- BRANO SCELTO
§
TESTO Commento su Is 57,15-58,4a; 2Cor 4,16b-5,9; Mt 4,1-11
don Raffaello Ciccone Acli Provinciali Milano, Monza e Brianza
I domenica di Quaresima (Anno B) (22/02/2015)
Vangelo: Is 57,15–58,4a; 2Cor 4,16b–5,9; Mt 4,1-11
1Allora Gesù fu condotto dallo Spirito nel deserto, per essere tentato dal diavolo. 2Dopo aver digiunato quaranta giorni e quaranta notti, alla fine ebbe fame. 3Il tentatore gli si avvicinò e gli disse: «Se tu sei Figlio di Dio, di’ che queste pietre diventino pane». 4Ma egli rispose: «Sta scritto:
Non di solo pane vivrà l’uomo,
ma di ogni parola che esce dalla bocca di Dio».
5Allora il diavolo lo portò nella città santa, lo pose sul punto più alto del tempio 6e gli disse: «Se tu sei Figlio di Dio, gèttati giù; sta scritto infatti:
Ai suoi angeli darà ordini a tuo riguardo
ed essi ti porteranno sulle loro mani
perché il tuo piede non inciampi in una pietra».
7Gesù gli rispose: «Sta scritto anche:
Non metterai alla prova il Signore Dio tuo».
8Di nuovo il diavolo lo portò sopra un monte altissimo e gli mostrò tutti i regni del mondo e la loro gloria 9e gli disse: «Tutte queste cose io ti darò se, gettandoti ai miei piedi, mi adorerai». 10Allora Gesù gli rispose: «Vattene, Satana! Sta scritto infatti:
Il Signore, Dio tuo, adorerai:
a lui solo renderai culto».
11Allora il diavolo lo lasciò, ed ecco, degli angeli gli si avvicinarono e lo servivano.
Isaia 57, 15 - 58, 4a
Il profeta Isaia (gli studiosi considerano questo testo scritto dal " Terzo Isaia ") vive nel periodo del ritorno da Babilonia (ha scritto i capitoli 56-66) nel VI secolo a.C., durante il periodo della ricostruzione di Gerusalemme. In questo tempo ci sono difficoltà per il tempio (66,1); la comunità è rientrata, ma in preda alla sfiducia e alle lotte intestine (66,5), ha difficoltà di ordine morale e religioso (55,9-11; 60,20). Vi sono Giudei che praticano l'idolatria (57,7-8; 65,3. 11) ed i capi del popolo sono inetti ed indifferenti.
§
- COMPITI RICHIESTI
a – Nel brano, per quanto tempo digiunò Gesù nel deserto?
b – Cita fedelmente la parte del brano che si apre con le parole "11Allora il diavolo" e si chiude con "inetti ed indifferenti.".

- DATI FORNITI
§
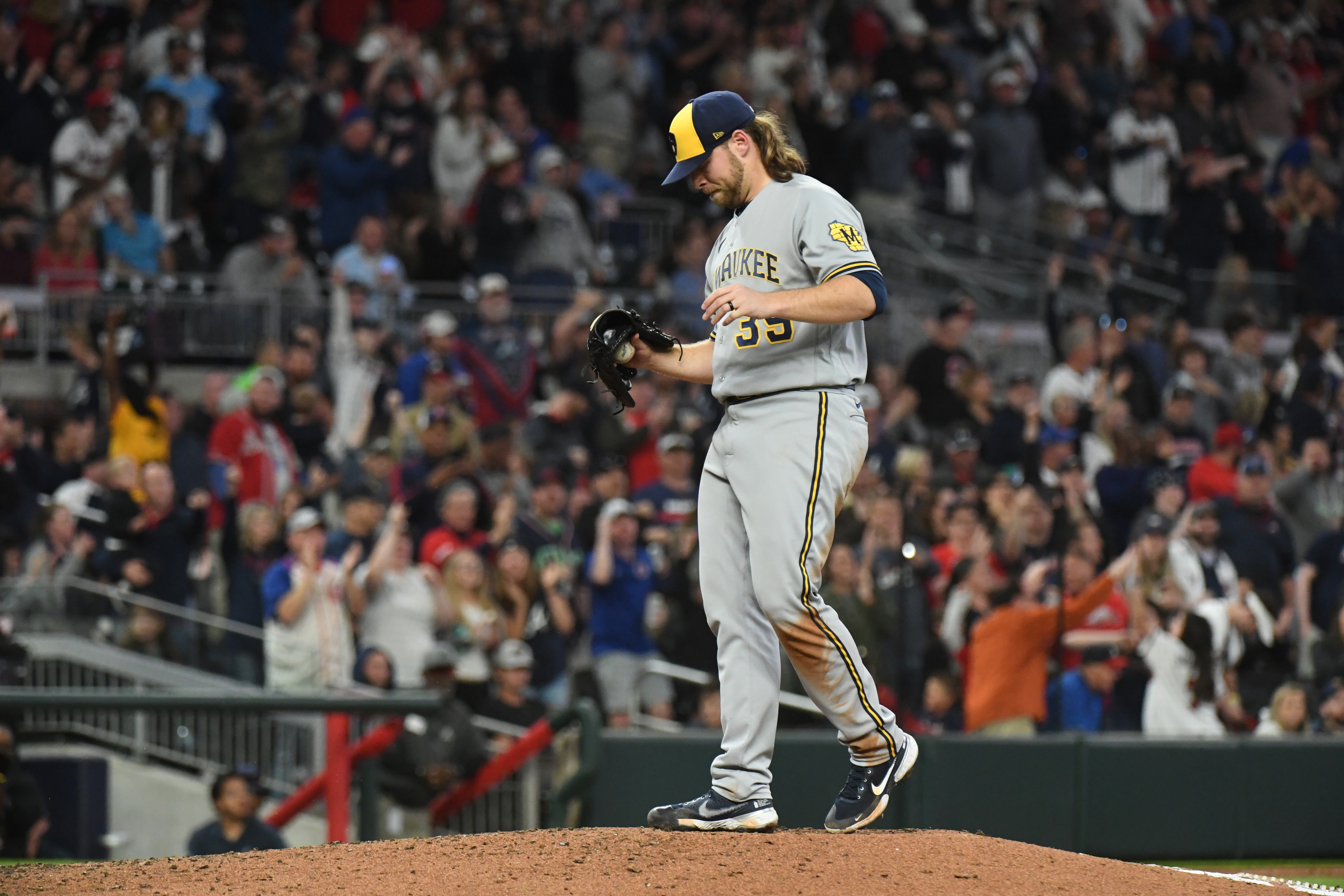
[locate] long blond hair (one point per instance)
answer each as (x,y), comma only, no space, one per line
§
- SOLUZIONI PER COMPITO
a – Quaranta giorni e quaranta notti.

b –
11Allora il diavolo lo lasciò, ed ecco, degli angeli gli si avvicinarono e lo servivano.
Isaia 57, 15 - 58, 4a
Il profeta Isaia (gli studiosi considerano questo testo scritto dal " Terzo Isaia ") vive nel periodo del ritorno da Babilonia (ha scritto i capitoli 56-66) nel VI secolo a.C., durante il periodo della ricostruzione di Gerusalemme. In questo tempo ci sono difficoltà per il tempio (66,1); la comunità è rientrata, ma in preda alla sfiducia e alle lotte intestine (66,5), ha difficoltà di ordine morale e religioso (55,9-11; 60,20). Vi sono Giudei che praticano l'idolatria (57,7-8; 65,3. 11) ed i capi del popolo sono inetti ed indifferenti.